REQUIRED ACTION. Copy the data below character for character, starting at the line that contains "</instance>" and ending with the line that contains "223H199L121 268L82 323L60". Include both of those lines.

————————

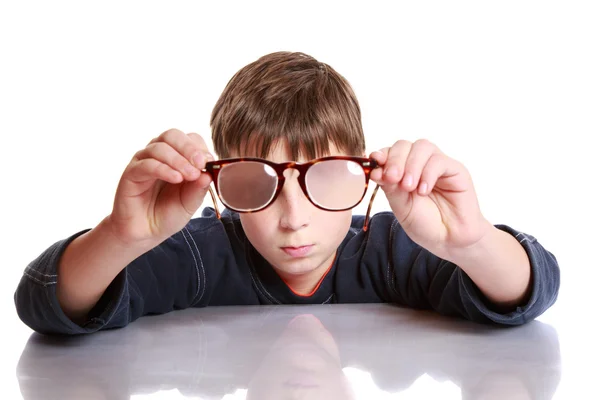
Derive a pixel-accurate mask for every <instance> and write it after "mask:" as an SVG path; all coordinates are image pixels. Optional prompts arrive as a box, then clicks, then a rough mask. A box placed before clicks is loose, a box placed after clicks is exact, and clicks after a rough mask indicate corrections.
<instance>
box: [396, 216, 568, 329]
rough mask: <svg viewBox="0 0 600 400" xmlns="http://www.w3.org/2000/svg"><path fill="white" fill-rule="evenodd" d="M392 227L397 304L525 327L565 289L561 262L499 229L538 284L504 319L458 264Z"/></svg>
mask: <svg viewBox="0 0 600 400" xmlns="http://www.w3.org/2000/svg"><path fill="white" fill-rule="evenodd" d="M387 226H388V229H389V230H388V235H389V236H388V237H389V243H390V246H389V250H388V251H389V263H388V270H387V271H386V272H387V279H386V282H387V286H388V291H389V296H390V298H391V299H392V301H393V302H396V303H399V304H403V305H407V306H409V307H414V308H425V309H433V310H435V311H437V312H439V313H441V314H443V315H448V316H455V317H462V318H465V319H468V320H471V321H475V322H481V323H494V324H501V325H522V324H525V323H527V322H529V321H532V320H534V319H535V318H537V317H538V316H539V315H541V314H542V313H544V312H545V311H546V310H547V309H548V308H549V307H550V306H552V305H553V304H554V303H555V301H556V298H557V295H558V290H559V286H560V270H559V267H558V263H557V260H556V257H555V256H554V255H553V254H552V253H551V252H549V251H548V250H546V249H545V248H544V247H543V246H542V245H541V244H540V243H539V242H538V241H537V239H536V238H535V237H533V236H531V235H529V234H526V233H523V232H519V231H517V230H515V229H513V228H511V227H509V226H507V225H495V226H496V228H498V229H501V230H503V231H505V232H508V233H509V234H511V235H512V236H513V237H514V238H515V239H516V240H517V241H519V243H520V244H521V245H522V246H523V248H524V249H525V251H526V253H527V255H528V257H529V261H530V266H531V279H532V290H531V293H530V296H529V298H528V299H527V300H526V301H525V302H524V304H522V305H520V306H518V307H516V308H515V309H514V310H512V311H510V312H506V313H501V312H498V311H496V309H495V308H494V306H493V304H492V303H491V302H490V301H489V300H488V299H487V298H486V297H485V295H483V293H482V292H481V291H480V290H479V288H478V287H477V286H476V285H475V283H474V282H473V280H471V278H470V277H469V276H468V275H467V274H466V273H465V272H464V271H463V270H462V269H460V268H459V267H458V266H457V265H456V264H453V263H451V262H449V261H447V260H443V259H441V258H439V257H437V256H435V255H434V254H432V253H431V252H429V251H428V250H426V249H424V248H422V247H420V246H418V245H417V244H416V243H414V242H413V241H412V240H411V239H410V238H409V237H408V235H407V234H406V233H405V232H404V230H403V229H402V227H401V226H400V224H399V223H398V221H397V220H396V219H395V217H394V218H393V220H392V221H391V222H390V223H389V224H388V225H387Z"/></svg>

————————

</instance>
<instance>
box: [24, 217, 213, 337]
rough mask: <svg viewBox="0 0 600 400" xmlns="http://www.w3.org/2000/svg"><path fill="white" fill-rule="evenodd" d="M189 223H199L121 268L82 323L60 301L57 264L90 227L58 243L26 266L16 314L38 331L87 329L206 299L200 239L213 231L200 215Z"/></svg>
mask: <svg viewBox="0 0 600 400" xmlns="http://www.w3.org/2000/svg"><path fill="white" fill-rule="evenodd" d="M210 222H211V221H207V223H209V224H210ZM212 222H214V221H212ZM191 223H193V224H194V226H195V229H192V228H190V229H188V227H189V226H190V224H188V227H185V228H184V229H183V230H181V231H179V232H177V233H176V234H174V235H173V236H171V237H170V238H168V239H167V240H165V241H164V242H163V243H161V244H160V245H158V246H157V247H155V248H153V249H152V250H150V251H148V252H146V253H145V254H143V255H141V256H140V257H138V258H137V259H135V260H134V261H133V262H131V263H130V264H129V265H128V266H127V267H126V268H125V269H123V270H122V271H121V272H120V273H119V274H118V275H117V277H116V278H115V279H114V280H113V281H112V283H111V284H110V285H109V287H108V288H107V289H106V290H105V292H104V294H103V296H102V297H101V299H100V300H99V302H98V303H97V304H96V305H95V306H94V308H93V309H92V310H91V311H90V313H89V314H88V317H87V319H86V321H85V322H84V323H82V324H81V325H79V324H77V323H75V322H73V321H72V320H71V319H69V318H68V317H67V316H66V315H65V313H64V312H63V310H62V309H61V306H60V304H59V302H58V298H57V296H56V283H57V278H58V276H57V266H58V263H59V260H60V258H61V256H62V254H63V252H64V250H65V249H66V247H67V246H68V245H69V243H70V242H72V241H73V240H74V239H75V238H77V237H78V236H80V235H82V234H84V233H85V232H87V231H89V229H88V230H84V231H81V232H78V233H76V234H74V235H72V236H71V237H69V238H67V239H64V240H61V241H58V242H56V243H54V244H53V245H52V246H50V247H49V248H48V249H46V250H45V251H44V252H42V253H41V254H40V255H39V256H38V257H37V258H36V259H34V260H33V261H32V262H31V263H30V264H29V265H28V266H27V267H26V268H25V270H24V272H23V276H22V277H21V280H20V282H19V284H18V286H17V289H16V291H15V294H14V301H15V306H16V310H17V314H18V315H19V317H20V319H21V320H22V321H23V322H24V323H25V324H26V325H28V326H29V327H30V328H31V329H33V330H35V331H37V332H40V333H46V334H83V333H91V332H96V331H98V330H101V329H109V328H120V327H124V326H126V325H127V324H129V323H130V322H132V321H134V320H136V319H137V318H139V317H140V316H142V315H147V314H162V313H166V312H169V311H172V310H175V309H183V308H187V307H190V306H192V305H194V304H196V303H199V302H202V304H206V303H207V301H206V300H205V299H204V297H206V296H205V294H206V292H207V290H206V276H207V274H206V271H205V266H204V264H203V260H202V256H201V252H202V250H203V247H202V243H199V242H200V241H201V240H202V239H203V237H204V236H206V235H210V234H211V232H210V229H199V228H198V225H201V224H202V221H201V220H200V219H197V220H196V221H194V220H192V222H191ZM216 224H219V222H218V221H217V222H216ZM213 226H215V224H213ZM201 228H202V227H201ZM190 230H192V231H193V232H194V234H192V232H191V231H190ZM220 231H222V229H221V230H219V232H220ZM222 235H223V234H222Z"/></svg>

————————

SOLVED EXERCISE.
</instance>
<instance>
box: [24, 217, 213, 337]
rough mask: <svg viewBox="0 0 600 400" xmlns="http://www.w3.org/2000/svg"><path fill="white" fill-rule="evenodd" d="M189 223H199L121 268L82 323L60 301L57 264L90 227L58 243L26 266L16 314L38 331L87 329L206 299L200 239L213 231L200 215Z"/></svg>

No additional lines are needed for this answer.